++++ Recorded data

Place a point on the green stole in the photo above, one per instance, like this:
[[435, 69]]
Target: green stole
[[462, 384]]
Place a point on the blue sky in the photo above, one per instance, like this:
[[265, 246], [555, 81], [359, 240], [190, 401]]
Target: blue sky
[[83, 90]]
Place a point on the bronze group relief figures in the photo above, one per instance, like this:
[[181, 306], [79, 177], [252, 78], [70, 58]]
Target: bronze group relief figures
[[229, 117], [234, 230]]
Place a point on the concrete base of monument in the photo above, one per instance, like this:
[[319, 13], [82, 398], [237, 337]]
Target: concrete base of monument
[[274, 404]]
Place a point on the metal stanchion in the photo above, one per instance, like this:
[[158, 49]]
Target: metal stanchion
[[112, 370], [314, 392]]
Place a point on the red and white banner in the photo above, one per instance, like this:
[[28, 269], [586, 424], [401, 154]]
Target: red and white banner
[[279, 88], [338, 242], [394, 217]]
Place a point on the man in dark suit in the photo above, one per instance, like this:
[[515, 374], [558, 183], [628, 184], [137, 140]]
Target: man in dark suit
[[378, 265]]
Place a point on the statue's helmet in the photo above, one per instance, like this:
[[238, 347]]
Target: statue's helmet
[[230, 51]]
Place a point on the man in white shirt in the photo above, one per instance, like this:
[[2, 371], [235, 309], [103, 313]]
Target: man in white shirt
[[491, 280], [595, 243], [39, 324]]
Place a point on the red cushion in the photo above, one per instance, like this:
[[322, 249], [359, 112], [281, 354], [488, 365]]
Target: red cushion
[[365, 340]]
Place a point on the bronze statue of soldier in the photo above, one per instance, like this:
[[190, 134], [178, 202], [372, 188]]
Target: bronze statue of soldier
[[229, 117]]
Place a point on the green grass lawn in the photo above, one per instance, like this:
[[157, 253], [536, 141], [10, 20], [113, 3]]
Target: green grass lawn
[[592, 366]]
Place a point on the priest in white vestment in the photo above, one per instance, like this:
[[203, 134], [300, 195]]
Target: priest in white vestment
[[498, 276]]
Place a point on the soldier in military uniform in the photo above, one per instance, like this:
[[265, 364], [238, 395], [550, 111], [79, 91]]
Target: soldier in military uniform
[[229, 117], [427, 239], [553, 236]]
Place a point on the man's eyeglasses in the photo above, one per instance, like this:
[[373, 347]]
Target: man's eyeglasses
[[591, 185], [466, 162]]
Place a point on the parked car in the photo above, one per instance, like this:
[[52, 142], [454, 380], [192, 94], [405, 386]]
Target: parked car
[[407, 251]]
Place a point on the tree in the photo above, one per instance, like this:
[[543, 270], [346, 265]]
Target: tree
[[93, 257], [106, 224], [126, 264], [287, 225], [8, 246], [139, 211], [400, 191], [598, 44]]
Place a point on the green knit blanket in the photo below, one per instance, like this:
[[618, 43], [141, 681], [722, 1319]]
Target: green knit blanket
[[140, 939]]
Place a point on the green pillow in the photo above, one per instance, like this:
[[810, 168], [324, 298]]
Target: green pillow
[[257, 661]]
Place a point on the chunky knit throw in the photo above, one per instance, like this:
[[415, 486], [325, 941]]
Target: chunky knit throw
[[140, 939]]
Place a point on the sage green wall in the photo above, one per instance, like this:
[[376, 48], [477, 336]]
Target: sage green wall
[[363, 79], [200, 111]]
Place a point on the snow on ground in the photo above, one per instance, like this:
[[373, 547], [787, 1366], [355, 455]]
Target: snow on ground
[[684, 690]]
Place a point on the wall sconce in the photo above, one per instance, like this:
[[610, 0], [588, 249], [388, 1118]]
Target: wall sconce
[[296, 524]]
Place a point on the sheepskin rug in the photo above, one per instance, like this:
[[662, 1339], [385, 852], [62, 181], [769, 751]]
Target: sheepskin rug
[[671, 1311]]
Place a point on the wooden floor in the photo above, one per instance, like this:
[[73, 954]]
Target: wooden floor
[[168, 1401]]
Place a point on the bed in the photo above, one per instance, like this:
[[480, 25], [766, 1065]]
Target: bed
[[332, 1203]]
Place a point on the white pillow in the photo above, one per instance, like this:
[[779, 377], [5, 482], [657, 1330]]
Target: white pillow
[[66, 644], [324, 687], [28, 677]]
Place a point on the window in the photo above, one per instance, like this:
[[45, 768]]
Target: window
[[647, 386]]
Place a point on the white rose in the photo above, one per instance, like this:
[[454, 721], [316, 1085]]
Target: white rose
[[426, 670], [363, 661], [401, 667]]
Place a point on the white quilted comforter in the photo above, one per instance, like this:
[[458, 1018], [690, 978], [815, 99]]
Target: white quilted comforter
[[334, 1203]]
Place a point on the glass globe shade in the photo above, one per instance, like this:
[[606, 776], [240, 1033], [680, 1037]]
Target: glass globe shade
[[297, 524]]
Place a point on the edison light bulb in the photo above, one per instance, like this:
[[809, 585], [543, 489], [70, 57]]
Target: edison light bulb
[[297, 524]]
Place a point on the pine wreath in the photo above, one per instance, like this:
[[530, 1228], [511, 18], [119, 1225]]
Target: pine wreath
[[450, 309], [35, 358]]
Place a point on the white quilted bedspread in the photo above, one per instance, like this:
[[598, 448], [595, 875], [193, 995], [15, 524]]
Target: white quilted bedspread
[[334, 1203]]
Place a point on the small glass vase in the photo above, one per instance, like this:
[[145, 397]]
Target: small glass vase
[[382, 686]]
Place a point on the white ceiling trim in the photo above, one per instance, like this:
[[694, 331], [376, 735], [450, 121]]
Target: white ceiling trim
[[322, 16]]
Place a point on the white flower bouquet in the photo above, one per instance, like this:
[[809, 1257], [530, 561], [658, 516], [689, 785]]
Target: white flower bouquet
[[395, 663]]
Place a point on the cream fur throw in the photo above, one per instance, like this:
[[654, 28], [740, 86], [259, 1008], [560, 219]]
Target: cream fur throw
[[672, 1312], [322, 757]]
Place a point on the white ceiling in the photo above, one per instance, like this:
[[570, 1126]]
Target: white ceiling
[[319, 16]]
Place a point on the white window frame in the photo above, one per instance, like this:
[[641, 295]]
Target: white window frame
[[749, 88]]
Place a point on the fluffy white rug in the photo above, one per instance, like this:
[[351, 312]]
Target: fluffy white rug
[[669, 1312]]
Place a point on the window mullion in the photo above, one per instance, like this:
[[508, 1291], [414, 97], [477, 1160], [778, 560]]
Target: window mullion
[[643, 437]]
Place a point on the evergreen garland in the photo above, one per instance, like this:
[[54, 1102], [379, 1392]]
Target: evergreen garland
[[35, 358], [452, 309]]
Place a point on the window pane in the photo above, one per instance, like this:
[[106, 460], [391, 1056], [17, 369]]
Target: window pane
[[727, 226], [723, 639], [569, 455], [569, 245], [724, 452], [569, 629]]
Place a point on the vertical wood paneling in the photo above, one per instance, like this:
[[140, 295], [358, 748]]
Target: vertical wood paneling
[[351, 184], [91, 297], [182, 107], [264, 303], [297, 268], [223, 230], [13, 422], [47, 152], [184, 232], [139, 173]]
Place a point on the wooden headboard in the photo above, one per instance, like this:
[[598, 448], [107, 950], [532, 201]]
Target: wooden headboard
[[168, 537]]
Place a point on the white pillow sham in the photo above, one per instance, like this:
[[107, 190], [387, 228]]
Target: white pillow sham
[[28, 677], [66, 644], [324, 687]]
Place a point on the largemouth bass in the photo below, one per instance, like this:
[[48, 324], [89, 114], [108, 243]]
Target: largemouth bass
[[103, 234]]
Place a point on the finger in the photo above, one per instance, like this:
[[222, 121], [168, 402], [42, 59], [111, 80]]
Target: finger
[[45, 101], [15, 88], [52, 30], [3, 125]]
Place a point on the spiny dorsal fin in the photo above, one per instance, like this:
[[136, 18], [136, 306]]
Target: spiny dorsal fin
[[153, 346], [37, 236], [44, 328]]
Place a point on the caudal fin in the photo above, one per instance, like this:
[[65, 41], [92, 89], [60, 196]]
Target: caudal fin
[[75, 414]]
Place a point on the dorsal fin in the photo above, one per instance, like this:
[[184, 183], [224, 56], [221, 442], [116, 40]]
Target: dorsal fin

++++++++

§ **Exercise requirements**: Convert the listing above, from its first line through the line containing "[[230, 51]]", into a JSON list of strings with one string per line, leaving out any blank lines.

§ **Problem solution**:
[
  "Place a point on the green stole in the photo above, one per instance, like this:",
  "[[435, 69]]",
  "Target: green stole",
  "[[462, 384]]",
  "Place a point on the blue sky in the photo above, one per instance, like this:",
  "[[265, 246], [555, 81], [359, 240], [190, 401]]",
  "Target: blue sky",
  "[[83, 90]]",
  "Place a point on the bronze group relief figures in the photo above, one per instance, like this:",
  "[[181, 306], [79, 177], [252, 78], [70, 58]]",
  "Target: bronze group relief figures",
  "[[229, 117], [234, 230]]",
  "Place a point on the concrete base of monument in the photo above, one per instance, like this:",
  "[[319, 13], [82, 398], [237, 337]]",
  "Target: concrete base of monument",
  "[[274, 404]]",
  "Place a point on the metal stanchion in the photo above, one per instance, like this:",
  "[[158, 49]]",
  "Target: metal stanchion",
  "[[112, 370], [314, 392]]",
  "Place a point on the red and white banner in the photo above, one per instance, like this:",
  "[[28, 269], [586, 424], [401, 154]]",
  "Target: red and white banner",
  "[[279, 88], [338, 242], [394, 217]]",
  "Place a point on the man in dark suit in the photo above, one per instance, like this:",
  "[[515, 374], [558, 183], [628, 184], [137, 140]]",
  "Target: man in dark suit",
  "[[378, 265]]",
  "Place a point on the statue's helmet in the photo above, one per instance, like this:",
  "[[238, 347]]",
  "Target: statue's helmet",
  "[[230, 51]]"
]